- _WHAT IS REQUIRED_: Here are some records; quote them exactly, leaving out the pictures.

(SOURCE MATERIAL Opens)

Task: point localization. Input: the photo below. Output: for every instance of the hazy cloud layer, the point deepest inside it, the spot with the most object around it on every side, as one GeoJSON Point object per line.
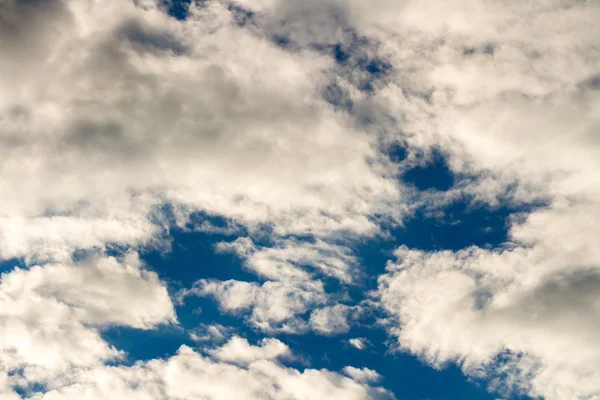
{"type": "Point", "coordinates": [278, 116]}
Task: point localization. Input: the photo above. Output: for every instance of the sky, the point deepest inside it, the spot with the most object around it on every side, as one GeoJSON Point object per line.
{"type": "Point", "coordinates": [284, 200]}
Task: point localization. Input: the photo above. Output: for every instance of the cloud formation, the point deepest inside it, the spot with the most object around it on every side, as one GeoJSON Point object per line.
{"type": "Point", "coordinates": [281, 122]}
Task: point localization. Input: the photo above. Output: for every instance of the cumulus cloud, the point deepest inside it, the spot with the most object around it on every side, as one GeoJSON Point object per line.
{"type": "Point", "coordinates": [135, 108]}
{"type": "Point", "coordinates": [270, 306]}
{"type": "Point", "coordinates": [190, 375]}
{"type": "Point", "coordinates": [331, 320]}
{"type": "Point", "coordinates": [359, 343]}
{"type": "Point", "coordinates": [362, 374]}
{"type": "Point", "coordinates": [110, 108]}
{"type": "Point", "coordinates": [51, 315]}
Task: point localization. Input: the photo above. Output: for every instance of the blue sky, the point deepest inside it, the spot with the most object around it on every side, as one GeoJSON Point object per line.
{"type": "Point", "coordinates": [273, 199]}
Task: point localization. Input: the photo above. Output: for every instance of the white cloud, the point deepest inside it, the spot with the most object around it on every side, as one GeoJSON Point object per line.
{"type": "Point", "coordinates": [50, 315]}
{"type": "Point", "coordinates": [239, 351]}
{"type": "Point", "coordinates": [362, 374]}
{"type": "Point", "coordinates": [108, 109]}
{"type": "Point", "coordinates": [189, 375]}
{"type": "Point", "coordinates": [287, 260]}
{"type": "Point", "coordinates": [359, 343]}
{"type": "Point", "coordinates": [271, 306]}
{"type": "Point", "coordinates": [331, 320]}
{"type": "Point", "coordinates": [135, 108]}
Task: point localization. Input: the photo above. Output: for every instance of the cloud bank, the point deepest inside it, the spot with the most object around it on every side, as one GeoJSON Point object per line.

(SOURCE MATERIAL Closes)

- _ANSWER SPACE_:
Task: point localization. Input: the photo below. Output: for every instance of the hazy cloud layer, the point deepest inside it, the spot with the most object around it on every side, as one GeoJSON Point object per line.
{"type": "Point", "coordinates": [278, 116]}
Task: point localization. Input: the photo above. Output: for every instance of the sky, the point deepest inside it, the spot with the most object around it on every side, as one GeoJSON Point object per line.
{"type": "Point", "coordinates": [284, 200]}
Task: point localization. Input: the photo above. Output: for every instance of the cloud formation, the point deepest inside it, the spot with the most object around it on every side, as one GeoJSON Point object per line.
{"type": "Point", "coordinates": [281, 122]}
Task: point localization. Input: the photo above. Output: for every instance of the cumulus cloud, the point deepest inside it, the spot with the most object around it on every side, as one GeoJSON Point object per line.
{"type": "Point", "coordinates": [135, 108]}
{"type": "Point", "coordinates": [270, 306]}
{"type": "Point", "coordinates": [190, 375]}
{"type": "Point", "coordinates": [331, 320]}
{"type": "Point", "coordinates": [359, 343]}
{"type": "Point", "coordinates": [362, 374]}
{"type": "Point", "coordinates": [110, 108]}
{"type": "Point", "coordinates": [51, 315]}
Task: point localization. Input: the photo above. Output: for every instance of the blue sky, the point deepest inside it, the spot with the most object around it on every side, as one GeoJSON Point object per line.
{"type": "Point", "coordinates": [273, 199]}
Task: point localization. Input: the photo above. Output: for every instance of the white cloud, the point deepest inside it, the spot with the most object around it on every side, as one GeoJSON Point object per line.
{"type": "Point", "coordinates": [50, 315]}
{"type": "Point", "coordinates": [239, 351]}
{"type": "Point", "coordinates": [362, 374]}
{"type": "Point", "coordinates": [108, 109]}
{"type": "Point", "coordinates": [189, 375]}
{"type": "Point", "coordinates": [287, 260]}
{"type": "Point", "coordinates": [359, 343]}
{"type": "Point", "coordinates": [271, 306]}
{"type": "Point", "coordinates": [331, 320]}
{"type": "Point", "coordinates": [135, 108]}
Task: point localization. Input: the photo above. Output: for every instance of the cloud bank, the point deepest inside it, the spot with the most object around it on every side, as one GeoJSON Point object per line.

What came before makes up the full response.